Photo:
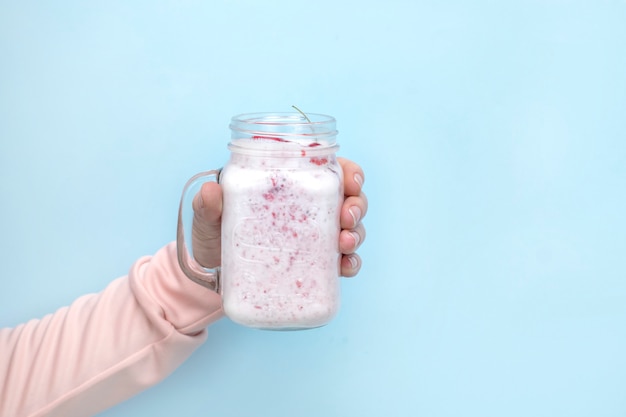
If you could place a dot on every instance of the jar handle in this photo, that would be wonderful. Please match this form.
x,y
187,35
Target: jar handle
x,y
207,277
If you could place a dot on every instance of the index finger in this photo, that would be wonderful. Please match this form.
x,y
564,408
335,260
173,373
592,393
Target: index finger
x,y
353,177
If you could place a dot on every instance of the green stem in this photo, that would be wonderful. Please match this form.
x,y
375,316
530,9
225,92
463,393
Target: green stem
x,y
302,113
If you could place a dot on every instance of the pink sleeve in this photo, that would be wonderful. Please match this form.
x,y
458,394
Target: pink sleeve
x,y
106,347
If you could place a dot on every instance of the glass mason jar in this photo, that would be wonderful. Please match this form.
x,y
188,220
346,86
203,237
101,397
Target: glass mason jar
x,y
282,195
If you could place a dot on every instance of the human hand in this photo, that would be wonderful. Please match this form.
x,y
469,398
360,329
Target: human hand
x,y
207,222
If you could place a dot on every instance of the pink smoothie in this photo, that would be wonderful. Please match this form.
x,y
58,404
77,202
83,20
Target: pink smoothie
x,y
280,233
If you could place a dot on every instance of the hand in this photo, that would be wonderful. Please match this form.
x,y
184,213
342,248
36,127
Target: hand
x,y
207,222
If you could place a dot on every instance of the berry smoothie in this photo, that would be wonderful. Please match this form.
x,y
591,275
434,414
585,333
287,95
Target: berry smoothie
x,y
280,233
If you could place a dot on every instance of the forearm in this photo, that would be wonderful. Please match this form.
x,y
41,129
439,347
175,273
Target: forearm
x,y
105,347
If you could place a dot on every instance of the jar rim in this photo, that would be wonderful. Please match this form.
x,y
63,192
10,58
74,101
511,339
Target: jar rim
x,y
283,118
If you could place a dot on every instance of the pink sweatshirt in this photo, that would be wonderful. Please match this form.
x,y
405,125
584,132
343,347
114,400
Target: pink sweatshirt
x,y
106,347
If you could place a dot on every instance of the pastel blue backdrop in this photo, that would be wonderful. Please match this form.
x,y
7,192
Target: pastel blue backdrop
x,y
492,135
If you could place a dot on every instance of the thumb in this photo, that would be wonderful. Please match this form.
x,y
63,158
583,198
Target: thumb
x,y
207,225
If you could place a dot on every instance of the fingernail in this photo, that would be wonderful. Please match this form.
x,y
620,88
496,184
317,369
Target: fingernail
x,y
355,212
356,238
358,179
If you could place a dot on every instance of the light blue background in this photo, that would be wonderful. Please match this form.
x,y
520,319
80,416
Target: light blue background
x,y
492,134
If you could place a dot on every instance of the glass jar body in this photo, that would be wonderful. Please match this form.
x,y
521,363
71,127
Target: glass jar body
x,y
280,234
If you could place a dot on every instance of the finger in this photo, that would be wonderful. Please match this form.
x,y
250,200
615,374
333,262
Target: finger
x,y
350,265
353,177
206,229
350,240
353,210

::::::::::

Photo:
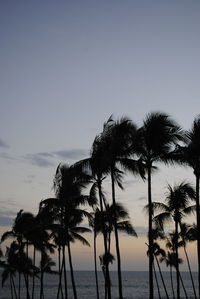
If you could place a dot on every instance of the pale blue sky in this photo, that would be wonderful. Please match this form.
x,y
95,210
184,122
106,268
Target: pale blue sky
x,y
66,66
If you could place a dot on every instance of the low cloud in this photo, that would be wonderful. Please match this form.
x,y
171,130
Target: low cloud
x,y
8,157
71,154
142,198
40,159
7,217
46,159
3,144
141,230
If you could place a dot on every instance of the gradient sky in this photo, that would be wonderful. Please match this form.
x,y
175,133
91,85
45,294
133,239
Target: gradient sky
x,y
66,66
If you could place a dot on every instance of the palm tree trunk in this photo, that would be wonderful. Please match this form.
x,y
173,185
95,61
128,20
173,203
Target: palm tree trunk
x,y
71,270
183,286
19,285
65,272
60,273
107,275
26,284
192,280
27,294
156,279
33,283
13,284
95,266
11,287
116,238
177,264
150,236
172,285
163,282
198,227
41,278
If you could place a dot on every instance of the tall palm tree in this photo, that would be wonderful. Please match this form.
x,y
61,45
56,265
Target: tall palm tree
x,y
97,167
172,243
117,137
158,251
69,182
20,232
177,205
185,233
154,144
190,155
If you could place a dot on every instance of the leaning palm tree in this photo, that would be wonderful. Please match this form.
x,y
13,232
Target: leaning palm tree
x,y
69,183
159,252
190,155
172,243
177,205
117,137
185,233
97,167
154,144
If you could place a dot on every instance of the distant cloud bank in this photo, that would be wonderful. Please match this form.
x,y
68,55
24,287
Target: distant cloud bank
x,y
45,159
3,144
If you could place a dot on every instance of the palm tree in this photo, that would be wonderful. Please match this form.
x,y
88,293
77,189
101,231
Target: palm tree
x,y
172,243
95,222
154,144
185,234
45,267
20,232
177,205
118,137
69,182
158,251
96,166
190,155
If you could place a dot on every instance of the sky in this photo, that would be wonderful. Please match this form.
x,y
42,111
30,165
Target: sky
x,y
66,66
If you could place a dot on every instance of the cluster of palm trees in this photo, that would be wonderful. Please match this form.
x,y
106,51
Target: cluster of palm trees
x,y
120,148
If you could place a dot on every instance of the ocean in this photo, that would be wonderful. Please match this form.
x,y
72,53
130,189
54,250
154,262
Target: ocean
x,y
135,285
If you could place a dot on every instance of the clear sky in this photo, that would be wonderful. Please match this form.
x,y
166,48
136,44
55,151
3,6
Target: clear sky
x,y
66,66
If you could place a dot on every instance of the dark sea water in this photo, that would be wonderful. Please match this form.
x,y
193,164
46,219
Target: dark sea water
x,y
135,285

::::::::::

■ STATED PROBLEM ■
Please select every line of the entries above that contains the word "forearm" and copy each one out in full.

■ OUTPUT ■
If you could place a dot on every instance of the forearm in this photo, that would be wonderful. Please match this form.
Target: forearm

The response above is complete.